• _WHAT YOU SHOULD DO_: Check each statement against the article below on the CK Hutchison and Ooredoo merger talks, answering yes or no and quoting the deciding words: (a) Ooredoo owns about 65% of PT Indosat; (b) the companies have already settled the terms of a deal; (c) PT XL Axiata is Indonesia's largest operator.
** Start of EXTRACTED TEXT **
CK Hutchison, Ooredoo in Talks to Merge Indonesia Telecom Units
(Bloomberg) -- CK Hutchison Holdings Ltd. and Qatar’s Ooredoo QPSC are in talks to combine their Indonesian wireless phone businesses as part of a consolidation to fend off competition in Southeast Asia’s biggest market by subscribers.
The discussions concern the potential merger of Jakarta-listed PT Indosat, in which Ooredoo owns about 65%, and CK Hutchison’s PT Hutchison 3 Indonesia unit, the companies said in a statement on Monday. The negotiations will be exclusive until April 30, though no final decisions have been made about the terms of a deal or whether to go forward with a combination. Bloomberg News reported the deal talks on Dec. 21.
The potential merger of the two units could better position the new partners to take on bigger rivals -- state-owned PT Telkom Indonesia, the nation’s largest operator, and Axiata Group Bhd.’s local arm PT XL Axiata. CK Hutchison, a conglomerate founded by Hong Kong’s richest man Li Ka-shing, had last year made a preliminary approach to combine the unit with XL, people familiar with the matter said at the time.
** End of EXTRACTED TEXT **
** Start of RAW DATA **
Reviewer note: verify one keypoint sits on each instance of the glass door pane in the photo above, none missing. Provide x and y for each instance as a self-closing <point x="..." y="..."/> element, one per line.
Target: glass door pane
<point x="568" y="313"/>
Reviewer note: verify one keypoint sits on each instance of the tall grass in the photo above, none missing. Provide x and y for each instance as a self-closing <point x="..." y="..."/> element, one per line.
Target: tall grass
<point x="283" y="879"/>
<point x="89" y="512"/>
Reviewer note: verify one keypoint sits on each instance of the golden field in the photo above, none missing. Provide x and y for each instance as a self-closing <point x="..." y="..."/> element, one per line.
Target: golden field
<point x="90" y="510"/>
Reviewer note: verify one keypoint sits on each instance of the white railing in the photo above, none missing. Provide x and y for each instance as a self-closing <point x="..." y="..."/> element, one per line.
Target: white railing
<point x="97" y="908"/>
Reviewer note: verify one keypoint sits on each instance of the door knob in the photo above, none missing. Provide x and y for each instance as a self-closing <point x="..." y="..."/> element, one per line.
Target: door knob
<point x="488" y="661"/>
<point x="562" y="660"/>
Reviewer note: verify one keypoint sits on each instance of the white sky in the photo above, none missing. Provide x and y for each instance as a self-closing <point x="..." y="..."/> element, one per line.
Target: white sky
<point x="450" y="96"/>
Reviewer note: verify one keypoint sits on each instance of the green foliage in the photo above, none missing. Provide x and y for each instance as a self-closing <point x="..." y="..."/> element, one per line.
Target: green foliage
** End of RAW DATA **
• _ANSWER TO THE EXERCISE_:
(a) Yes: "PT Indosat, in which Ooredoo owns about 65%"
(b) No: "no final decisions have been made about the terms of a deal or whether to go forward with a combination"
(c) No: "state-owned PT Telkom Indonesia, the nation’s largest operator"